── DATA SECTION

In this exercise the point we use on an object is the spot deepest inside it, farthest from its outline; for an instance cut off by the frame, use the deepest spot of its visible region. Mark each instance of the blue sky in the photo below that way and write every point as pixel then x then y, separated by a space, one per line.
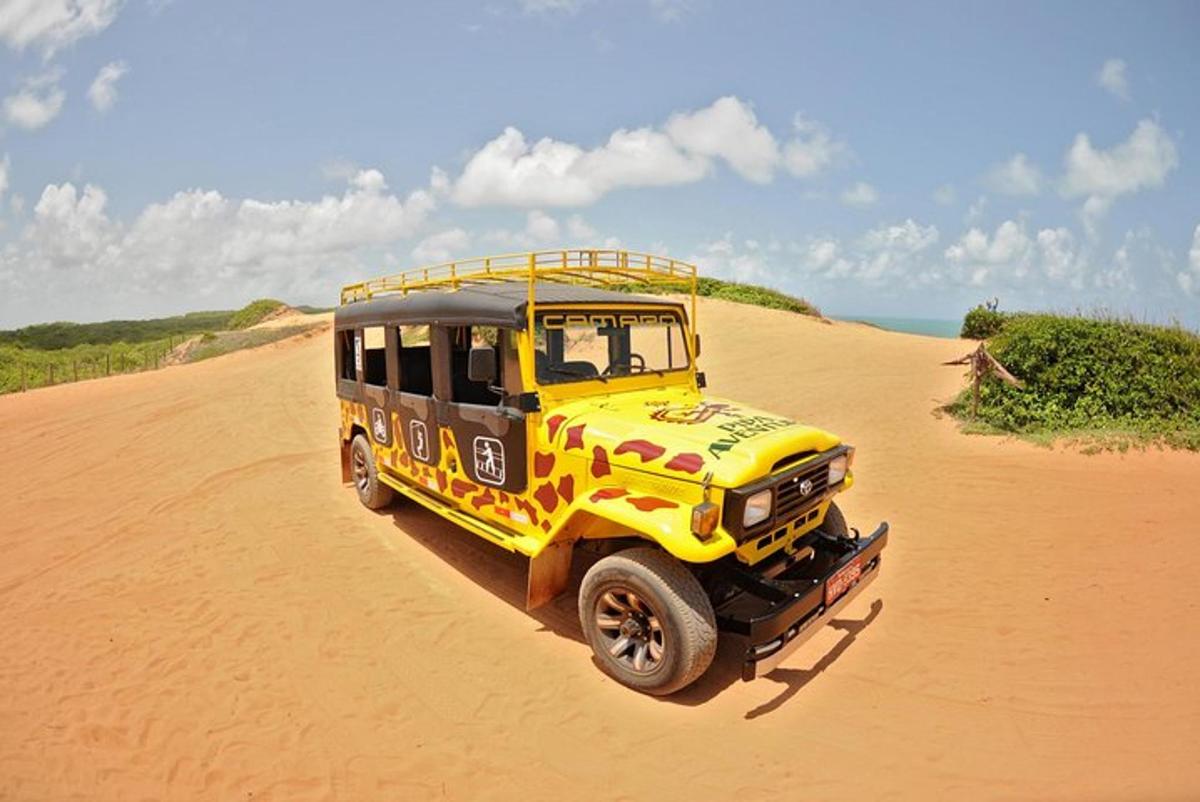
pixel 910 160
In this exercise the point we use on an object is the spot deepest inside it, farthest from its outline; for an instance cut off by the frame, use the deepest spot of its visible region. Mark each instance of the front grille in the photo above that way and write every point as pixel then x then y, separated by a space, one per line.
pixel 790 503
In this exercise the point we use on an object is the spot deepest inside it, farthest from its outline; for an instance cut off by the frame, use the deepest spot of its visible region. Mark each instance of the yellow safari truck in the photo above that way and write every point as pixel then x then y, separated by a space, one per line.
pixel 535 401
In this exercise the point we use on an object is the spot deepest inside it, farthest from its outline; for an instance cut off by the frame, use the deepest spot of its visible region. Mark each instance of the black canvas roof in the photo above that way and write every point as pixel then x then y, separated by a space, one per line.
pixel 495 304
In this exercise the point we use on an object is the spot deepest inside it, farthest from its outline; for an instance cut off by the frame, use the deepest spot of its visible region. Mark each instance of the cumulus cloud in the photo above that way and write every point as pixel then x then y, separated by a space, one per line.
pixel 1189 277
pixel 102 91
pixel 1143 161
pixel 811 149
pixel 1011 256
pixel 198 241
pixel 442 246
pixel 1018 175
pixel 53 24
pixel 861 195
pixel 729 130
pixel 1113 79
pixel 513 171
pixel 37 102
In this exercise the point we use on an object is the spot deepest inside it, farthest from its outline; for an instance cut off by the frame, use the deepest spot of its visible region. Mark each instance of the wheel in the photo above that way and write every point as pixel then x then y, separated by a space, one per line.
pixel 835 522
pixel 648 621
pixel 372 492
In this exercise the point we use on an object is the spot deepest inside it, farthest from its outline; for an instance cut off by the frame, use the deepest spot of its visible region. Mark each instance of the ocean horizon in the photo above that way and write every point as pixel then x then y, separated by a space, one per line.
pixel 925 325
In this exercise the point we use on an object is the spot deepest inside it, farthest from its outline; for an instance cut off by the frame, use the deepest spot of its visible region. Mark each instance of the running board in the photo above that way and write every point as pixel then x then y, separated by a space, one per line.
pixel 505 539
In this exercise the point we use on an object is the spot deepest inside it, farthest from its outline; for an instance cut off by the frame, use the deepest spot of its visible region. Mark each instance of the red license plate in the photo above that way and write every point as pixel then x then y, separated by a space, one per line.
pixel 841 581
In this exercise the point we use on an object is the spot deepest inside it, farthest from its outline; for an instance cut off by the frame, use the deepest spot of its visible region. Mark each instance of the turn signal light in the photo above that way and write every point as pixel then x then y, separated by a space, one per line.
pixel 705 518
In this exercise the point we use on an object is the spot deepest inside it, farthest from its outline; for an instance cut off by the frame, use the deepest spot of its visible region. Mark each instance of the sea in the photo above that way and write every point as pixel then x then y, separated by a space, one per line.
pixel 929 327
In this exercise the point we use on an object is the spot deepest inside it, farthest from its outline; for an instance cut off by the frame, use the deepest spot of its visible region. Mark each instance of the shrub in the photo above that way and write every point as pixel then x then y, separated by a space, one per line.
pixel 983 322
pixel 1095 375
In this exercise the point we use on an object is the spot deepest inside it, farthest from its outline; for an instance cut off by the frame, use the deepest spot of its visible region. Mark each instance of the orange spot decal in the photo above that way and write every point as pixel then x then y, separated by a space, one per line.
pixel 645 449
pixel 575 437
pixel 567 488
pixel 600 462
pixel 687 462
pixel 546 496
pixel 543 464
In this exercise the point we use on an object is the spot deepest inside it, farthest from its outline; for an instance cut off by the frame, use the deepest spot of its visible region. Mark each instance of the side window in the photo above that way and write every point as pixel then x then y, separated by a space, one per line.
pixel 375 357
pixel 462 340
pixel 346 364
pixel 415 361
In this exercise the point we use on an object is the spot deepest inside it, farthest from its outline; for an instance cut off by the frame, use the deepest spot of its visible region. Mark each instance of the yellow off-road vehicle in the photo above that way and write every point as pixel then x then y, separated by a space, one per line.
pixel 534 401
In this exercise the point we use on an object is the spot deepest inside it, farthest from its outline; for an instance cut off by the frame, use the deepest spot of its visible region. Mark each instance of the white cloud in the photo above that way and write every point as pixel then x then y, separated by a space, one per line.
pixel 945 195
pixel 511 171
pixel 442 246
pixel 729 130
pixel 813 149
pixel 1113 79
pixel 37 102
pixel 1189 279
pixel 102 91
pixel 1018 175
pixel 670 11
pixel 1140 162
pixel 1009 256
pixel 201 243
pixel 862 195
pixel 53 24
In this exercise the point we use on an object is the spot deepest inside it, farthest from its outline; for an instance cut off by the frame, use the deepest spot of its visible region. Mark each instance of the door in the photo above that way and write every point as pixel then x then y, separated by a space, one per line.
pixel 489 432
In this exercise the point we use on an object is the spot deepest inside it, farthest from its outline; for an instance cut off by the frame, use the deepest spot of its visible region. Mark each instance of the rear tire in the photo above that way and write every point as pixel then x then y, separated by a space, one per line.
pixel 648 621
pixel 365 476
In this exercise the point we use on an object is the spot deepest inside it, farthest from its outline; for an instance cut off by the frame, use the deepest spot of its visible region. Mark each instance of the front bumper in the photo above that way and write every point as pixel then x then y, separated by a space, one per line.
pixel 780 611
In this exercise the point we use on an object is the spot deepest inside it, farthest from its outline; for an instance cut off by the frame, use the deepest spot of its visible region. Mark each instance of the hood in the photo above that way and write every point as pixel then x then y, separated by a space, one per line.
pixel 683 435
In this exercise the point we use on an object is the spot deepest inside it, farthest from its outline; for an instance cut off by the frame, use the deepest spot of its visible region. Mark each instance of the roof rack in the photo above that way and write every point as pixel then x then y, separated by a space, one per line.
pixel 594 267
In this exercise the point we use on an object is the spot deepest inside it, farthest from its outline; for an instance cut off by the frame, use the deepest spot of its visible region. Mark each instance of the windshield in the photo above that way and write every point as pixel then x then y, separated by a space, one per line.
pixel 603 345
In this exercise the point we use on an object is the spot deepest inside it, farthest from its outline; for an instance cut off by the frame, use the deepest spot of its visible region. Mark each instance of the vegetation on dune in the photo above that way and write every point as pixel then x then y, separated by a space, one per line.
pixel 739 293
pixel 253 312
pixel 225 342
pixel 1108 382
pixel 52 353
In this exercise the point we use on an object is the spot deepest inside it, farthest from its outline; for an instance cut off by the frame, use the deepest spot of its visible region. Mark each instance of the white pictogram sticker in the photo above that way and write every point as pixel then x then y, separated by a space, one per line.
pixel 379 423
pixel 419 441
pixel 490 460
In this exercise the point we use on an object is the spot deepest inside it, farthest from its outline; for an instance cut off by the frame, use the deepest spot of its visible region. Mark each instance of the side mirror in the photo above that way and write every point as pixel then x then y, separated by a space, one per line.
pixel 481 364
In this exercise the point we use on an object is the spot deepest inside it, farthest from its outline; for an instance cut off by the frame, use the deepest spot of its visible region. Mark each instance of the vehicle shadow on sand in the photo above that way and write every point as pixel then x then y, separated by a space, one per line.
pixel 503 574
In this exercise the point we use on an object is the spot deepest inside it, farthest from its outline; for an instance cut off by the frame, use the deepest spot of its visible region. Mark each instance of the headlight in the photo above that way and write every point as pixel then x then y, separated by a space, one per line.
pixel 757 509
pixel 839 466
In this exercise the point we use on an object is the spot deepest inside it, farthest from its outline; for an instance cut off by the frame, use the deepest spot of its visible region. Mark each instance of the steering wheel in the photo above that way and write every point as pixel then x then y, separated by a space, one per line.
pixel 640 366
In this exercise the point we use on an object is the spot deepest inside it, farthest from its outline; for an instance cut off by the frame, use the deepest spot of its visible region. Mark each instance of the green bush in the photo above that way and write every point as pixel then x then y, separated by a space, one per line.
pixel 1093 376
pixel 252 312
pixel 982 323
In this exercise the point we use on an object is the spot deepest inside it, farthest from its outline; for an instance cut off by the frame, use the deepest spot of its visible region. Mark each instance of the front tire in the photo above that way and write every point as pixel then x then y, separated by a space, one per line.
pixel 372 492
pixel 648 621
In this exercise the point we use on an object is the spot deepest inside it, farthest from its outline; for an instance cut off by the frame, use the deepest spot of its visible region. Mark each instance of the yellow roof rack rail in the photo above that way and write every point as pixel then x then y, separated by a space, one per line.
pixel 594 267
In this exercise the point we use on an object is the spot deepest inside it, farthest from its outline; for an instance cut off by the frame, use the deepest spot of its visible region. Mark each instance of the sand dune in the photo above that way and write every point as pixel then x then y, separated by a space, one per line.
pixel 195 608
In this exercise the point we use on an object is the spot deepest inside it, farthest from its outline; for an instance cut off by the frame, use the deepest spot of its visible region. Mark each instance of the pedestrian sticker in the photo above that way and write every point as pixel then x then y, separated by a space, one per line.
pixel 490 460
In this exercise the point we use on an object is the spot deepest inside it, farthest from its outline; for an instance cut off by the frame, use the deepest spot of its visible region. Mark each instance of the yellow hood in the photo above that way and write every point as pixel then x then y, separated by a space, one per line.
pixel 683 435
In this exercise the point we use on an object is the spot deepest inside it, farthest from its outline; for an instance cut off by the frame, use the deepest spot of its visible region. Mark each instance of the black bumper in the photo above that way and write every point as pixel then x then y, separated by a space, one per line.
pixel 779 609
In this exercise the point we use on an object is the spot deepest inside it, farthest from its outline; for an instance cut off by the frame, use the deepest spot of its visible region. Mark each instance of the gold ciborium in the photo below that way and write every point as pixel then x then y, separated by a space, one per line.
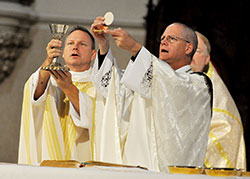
pixel 58 31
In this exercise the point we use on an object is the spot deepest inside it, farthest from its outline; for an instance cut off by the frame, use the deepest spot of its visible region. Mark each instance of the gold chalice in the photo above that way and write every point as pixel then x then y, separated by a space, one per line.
pixel 58 31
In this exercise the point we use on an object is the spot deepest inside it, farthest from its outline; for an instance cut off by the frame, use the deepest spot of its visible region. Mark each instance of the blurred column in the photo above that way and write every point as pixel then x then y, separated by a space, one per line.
pixel 16 19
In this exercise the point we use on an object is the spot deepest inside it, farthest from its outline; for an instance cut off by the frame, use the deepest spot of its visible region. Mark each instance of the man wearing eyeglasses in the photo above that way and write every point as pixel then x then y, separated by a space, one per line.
pixel 170 112
pixel 226 148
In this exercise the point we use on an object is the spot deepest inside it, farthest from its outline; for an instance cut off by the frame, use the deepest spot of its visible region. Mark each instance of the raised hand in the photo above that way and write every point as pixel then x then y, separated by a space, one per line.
pixel 100 36
pixel 124 40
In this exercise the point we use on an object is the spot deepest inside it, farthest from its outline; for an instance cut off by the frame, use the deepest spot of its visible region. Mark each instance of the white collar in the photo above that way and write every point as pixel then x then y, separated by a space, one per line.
pixel 81 76
pixel 184 69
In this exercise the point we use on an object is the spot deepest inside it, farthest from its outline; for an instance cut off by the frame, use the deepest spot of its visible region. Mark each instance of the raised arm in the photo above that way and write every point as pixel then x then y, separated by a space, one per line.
pixel 52 51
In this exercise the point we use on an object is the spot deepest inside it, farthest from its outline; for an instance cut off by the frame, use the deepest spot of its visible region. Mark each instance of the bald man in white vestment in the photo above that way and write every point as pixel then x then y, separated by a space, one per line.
pixel 160 110
pixel 51 128
pixel 226 144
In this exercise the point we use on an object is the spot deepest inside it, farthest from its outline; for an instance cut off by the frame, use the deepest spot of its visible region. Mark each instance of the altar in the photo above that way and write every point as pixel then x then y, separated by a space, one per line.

────

> _AIM_: Render the lines of the entries from the one containing "the side window" through the one containing "pixel 489 432", both included, as a JSON list of strings, one string per line, with blank lines left out.

> _EXERCISE RESPONSE_:
[
  "In this exercise the point we use on an object is the spot deepest inside it, farthest from its outline; for an instance cut off by the frame, use the deepest spot of its visible region. Mark each instance of the side window in the photo above that way and write every point as pixel then x then y, separated by a space, one per line.",
  "pixel 375 357",
  "pixel 462 340",
  "pixel 346 364",
  "pixel 415 361",
  "In this exercise the point we use on an object is the spot deepest inside it, farthest from its outline; for an instance cut off by the frame, use the deepest spot of its visible region. Mark each instance of the yellow off-road vehicle in the photo above that way and write every point as pixel then x then y, separated by a space, one per line.",
  "pixel 534 401",
  "In this exercise the point we use on an object is the spot deepest inside it, farthest from its outline; for an instance cut off by the frame, use the deepest spot of its visible region. Mark each instance of the white cloud in the photo above that way and write every point as pixel then x then y, separated by a space, one per line.",
  "pixel 945 195",
  "pixel 511 171",
  "pixel 442 246",
  "pixel 729 130",
  "pixel 813 149",
  "pixel 1113 79",
  "pixel 37 102",
  "pixel 1189 279",
  "pixel 102 91",
  "pixel 1018 175",
  "pixel 670 11",
  "pixel 1140 162",
  "pixel 1009 256",
  "pixel 201 243",
  "pixel 862 195",
  "pixel 53 24",
  "In this exercise the point we use on an object is the spot deepest inside it, farthest from its outline; for an instance cut off by the frame, use the deepest spot of its visible region. Mark each instance of the door in the photo above that way and write every point as pixel then x then y, separated by a space, one per line.",
  "pixel 489 432"
]